**TEXT PROVIDED**
────────────────────────────────────────
In my experience of deradicalization, organizing protests, and talking to so, so many people, including ones with abhorrent values, this just doesn’t feel like the right path to take. Not only because it’s ineffective, but also because it’s inaccurate and hypocritical - it’s difficult for me to take seriously this criticism of Framework for sending a laptop (~2k value) to DHH, from a forum of people containing engineers I’m sure have run up multiple tens of thousands of AWS bills over the years, or Azure (convicted monopolist Microsoft) or Google (union buster, gleeful censor).
The point seems to prefer aesthetics above all else and it’s a criticism from the left I’ve often levied against neoliberals: so long as someone passes an aesthetic test, any crime can safely be ignored. Hang a pride flag and it doesn’t matter that you buy a new iphone every year from the company that has workers flinging themselves off roofs, slap a fuck trump sticker on your car and it excuses you taking a 2 mile drive (rather than biking) to the Walmart that uses your tax dollars to subsidize the non living wage it pays (when you could pay a bit more at the farmer’s market and buy local). Attend a no kings protest, then come home and open Amazon packages, same day delivery!
I say this out of frustration at the purity testing. You want to come say Framework is supporting far right fascists? Fine, let’s take a look at this month’s credit card bill from you, we won’t find any companies on there owned by a CEO that’s donated to trump’s ballroom, right? Or a BDS company? You aren’t funding genocide in Palestine, surely?
This is why I oppose this granular purity testing. This is what “there is no ethical consumption under capitalism” means. Certainly do what you can, when you can, but let’s stop acting like we’re addressing climate change through our laptop purchases. You address climate change by calling in a fake gas leak at a refinery plant, forcing it to temporarily shut down, thus directly reducing carbon emissions and also harming oil and gas profits margins - that’s what actual activism looks like.
────────────────────────────────────────
**RECORD EXCERPTS**

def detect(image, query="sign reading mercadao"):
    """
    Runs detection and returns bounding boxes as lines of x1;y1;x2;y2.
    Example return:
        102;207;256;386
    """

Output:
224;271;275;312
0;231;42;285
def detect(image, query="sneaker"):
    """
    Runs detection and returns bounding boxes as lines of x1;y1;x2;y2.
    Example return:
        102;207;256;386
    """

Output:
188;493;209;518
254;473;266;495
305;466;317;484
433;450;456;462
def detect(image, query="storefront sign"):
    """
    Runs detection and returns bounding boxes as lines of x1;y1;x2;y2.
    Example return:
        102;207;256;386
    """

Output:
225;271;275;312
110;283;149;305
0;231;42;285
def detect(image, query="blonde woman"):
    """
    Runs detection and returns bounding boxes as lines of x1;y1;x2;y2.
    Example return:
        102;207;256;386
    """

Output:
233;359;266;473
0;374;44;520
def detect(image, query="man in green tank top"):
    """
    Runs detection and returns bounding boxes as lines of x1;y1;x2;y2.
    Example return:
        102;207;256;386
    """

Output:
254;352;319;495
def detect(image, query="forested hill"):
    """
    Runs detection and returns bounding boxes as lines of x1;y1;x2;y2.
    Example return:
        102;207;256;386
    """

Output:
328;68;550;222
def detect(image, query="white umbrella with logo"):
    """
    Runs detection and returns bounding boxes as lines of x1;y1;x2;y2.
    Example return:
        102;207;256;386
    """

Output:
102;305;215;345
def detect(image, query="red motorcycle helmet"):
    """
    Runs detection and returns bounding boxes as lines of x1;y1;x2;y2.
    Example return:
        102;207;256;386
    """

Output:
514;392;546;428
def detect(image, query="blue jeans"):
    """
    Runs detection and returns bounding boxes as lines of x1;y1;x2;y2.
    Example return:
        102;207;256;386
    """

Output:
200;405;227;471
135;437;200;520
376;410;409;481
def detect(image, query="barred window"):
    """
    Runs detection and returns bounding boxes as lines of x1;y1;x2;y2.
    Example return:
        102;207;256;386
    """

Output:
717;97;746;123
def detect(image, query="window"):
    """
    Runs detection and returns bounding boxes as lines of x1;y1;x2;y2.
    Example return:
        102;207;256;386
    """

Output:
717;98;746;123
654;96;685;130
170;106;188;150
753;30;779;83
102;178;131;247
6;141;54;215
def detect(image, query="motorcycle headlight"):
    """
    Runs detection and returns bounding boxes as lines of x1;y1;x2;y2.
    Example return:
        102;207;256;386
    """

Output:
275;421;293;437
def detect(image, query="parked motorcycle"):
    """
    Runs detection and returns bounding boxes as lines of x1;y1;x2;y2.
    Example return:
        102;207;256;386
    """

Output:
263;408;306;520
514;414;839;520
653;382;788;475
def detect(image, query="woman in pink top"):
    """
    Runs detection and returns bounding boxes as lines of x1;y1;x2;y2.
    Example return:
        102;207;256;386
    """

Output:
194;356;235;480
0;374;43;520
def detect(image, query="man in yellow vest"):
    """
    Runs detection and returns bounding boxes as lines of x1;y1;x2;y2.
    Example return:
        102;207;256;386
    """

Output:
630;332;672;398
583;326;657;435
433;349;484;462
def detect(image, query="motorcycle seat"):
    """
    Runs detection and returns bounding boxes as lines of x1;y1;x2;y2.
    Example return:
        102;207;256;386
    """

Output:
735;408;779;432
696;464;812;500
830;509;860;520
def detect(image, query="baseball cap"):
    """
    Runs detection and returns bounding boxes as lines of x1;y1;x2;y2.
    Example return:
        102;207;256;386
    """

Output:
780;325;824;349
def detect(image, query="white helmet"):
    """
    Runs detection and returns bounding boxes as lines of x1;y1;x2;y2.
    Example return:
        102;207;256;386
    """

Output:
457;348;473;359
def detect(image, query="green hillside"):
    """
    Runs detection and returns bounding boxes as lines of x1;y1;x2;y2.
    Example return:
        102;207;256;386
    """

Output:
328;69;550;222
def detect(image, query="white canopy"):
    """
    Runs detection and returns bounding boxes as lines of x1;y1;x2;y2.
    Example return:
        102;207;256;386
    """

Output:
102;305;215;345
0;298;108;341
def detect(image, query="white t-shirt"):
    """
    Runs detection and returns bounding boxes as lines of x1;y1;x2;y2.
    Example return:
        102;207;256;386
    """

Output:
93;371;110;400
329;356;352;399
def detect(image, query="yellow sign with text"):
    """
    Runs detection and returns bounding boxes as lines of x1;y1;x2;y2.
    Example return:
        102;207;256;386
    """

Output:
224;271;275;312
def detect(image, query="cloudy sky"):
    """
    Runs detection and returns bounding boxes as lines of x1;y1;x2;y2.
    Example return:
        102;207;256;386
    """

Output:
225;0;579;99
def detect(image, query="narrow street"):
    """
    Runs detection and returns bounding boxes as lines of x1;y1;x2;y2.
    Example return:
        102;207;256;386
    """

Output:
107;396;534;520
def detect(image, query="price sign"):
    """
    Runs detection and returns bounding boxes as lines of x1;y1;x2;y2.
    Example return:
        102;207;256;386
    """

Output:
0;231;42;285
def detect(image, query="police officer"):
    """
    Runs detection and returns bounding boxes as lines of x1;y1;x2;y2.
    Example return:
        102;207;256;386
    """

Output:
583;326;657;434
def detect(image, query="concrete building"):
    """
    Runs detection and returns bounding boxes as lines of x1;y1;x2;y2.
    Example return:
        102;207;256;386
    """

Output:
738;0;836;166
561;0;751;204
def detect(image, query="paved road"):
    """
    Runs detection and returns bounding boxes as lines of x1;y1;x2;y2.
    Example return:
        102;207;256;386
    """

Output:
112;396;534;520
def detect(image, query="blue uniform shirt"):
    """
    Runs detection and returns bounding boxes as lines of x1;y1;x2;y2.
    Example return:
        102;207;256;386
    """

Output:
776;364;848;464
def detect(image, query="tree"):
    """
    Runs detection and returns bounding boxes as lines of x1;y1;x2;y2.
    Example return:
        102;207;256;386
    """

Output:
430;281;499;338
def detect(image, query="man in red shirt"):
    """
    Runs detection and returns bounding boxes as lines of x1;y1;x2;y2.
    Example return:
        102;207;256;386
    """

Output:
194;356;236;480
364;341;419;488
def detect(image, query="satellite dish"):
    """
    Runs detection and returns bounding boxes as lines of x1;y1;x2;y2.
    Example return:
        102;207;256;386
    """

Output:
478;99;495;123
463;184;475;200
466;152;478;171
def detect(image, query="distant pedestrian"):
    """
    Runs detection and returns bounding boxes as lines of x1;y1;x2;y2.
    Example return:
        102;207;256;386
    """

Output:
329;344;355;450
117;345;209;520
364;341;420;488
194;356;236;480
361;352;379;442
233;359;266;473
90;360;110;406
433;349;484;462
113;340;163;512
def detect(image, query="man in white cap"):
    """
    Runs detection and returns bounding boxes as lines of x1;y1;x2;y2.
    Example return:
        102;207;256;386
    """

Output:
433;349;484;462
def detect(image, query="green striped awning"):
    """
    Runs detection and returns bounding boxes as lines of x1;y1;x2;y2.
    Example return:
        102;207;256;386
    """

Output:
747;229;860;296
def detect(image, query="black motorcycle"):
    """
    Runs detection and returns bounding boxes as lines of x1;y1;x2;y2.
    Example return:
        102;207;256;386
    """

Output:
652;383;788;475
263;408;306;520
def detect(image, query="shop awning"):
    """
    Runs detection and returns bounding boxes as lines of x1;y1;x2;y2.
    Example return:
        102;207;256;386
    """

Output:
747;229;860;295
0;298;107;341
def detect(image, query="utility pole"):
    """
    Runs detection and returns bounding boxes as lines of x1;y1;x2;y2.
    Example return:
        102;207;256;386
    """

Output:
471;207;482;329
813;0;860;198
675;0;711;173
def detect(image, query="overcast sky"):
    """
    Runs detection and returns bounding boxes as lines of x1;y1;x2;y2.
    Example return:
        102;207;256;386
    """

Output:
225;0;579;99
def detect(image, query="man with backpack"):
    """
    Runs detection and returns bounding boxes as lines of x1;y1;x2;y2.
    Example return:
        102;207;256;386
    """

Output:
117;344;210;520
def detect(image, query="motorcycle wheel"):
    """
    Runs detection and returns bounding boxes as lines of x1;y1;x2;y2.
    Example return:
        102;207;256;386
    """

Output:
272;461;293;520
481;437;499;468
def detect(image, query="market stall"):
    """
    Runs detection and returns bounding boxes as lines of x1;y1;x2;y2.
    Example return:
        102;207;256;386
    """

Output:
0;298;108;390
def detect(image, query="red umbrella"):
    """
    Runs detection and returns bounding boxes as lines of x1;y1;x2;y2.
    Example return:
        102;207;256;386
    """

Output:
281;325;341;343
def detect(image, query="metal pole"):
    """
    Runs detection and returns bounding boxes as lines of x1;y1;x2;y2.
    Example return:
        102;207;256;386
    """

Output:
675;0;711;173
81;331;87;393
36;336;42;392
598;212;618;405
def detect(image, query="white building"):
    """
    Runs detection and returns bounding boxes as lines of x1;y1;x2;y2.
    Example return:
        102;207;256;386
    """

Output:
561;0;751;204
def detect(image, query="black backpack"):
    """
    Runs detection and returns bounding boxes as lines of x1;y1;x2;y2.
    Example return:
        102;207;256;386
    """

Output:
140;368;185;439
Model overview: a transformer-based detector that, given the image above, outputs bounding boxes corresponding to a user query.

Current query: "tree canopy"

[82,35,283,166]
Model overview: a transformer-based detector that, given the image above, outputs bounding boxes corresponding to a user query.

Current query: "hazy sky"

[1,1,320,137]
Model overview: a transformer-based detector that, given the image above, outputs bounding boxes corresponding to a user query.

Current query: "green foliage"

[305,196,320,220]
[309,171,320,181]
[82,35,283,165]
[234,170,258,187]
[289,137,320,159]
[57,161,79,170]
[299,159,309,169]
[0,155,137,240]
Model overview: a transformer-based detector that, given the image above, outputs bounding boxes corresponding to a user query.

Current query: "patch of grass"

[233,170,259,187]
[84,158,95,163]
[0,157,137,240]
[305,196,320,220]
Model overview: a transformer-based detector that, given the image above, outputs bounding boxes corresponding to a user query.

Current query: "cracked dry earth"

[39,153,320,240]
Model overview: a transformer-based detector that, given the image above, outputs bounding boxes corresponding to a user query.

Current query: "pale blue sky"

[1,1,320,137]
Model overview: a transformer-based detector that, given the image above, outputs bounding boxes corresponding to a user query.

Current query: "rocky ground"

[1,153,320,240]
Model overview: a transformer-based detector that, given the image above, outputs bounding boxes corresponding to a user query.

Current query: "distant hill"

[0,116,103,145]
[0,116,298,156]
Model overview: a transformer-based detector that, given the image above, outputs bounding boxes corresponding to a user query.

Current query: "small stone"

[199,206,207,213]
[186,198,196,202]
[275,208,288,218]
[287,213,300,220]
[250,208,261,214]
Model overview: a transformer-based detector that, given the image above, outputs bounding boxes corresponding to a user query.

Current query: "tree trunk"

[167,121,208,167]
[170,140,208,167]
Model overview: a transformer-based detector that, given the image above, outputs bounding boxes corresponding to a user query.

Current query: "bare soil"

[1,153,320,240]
────────────────────────────────────────
**WORK TASK**
Set down, word for word, the stretch of the comment on purity testing from "The point seems" through "same day delivery!".

**EXERCISE ANSWER**
The point seems to prefer aesthetics above all else and it’s a criticism from the left I’ve often levied against neoliberals: so long as someone passes an aesthetic test, any crime can safely be ignored. Hang a pride flag and it doesn’t matter that you buy a new iphone every year from the company that has workers flinging themselves off roofs, slap a fuck trump sticker on your car and it excuses you taking a 2 mile drive (rather than biking) to the Walmart that uses your tax dollars to subsidize the non living wage it pays (when you could pay a bit more at the farmer’s market and buy local). Attend a no kings protest, then come home and open Amazon packages, same day delivery!